アルツハイマー型認知症のリハビリで注意すべきポイントは?【正解のリハビリ、最善の介護】
日刊ゲンダイDIGITAL / 2024年9月4日 9時26分
アルツハイマー型の患者さんは、このように治療で「穏やか」な状態にコントロールしたうえで、可能な限り「座らせる」「立たせる」「歩かせる」「コミュニケーションする」「楽しいと思うことを継続してもらう」といった認知症リハビリを実践していくのです。

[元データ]
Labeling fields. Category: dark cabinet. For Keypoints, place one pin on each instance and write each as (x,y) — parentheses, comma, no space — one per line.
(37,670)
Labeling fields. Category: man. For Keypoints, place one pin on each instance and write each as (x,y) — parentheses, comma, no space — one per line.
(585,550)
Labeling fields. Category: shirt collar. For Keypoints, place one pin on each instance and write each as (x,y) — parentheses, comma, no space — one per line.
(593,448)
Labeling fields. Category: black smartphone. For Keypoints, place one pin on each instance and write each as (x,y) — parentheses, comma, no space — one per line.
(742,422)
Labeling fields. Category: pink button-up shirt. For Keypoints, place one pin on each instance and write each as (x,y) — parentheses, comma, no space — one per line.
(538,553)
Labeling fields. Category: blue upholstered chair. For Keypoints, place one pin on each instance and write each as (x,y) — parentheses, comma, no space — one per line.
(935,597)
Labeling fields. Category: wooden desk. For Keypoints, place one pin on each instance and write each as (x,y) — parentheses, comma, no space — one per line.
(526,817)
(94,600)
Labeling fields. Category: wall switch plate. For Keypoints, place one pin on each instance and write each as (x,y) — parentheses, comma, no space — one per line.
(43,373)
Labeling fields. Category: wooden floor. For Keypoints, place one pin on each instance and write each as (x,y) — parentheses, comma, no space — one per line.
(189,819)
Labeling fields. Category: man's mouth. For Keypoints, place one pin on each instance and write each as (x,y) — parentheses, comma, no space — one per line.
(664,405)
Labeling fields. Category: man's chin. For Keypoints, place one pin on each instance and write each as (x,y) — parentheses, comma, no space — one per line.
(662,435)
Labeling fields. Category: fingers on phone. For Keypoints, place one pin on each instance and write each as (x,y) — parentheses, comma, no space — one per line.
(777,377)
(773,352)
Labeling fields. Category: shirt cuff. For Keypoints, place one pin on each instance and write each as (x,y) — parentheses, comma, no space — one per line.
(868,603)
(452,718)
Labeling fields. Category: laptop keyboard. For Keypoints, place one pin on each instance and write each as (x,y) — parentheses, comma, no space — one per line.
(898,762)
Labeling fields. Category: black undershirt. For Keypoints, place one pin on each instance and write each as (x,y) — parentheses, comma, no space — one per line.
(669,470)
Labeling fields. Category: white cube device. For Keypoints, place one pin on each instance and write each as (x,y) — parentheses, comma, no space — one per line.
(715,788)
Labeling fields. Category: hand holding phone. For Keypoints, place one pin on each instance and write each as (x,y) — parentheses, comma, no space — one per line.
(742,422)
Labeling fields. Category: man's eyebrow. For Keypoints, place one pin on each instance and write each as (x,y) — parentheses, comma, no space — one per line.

課題内容:
**A)** 認知症リハビリの記事から、「アルツハイマー型認知症のリハ」で始まり「ハビリを実践していくのです。」までの部分を一字一句そのまま書き写してください。
**B)** 認知症リハビリの記事では、アルツハイマー型の患者さんは何を済ませたうえで、どのようなリハビリを実践するとされていますか？1〜3文で説明してください。

各課題の解答:
**A)**
アルツハイマー型認知症のリハビリで注意すべきポイントは?【正解のリハビリ、最善の介護】
日刊ゲンダイDIGITAL / 2024年9月4日 9時26分
アルツハイマー型の患者さんは、このように治療で「穏やか」な状態にコントロールしたうえで、可能な限り「座らせる」「立たせる」「歩かせる」「コミュニケーションする」「楽しいと思うことを継続してもらう」といった認知症リハビリを実践していくのです。

**B)** まず治療によって患者さんを「穏やか」な状態にコントロールします。そのうえで、可能な限り「座らせる」「立たせる」「歩かせる」「コミュニケーションする」「楽しいと思うことを継続してもらう」といった認知症リハビリを実践していきます。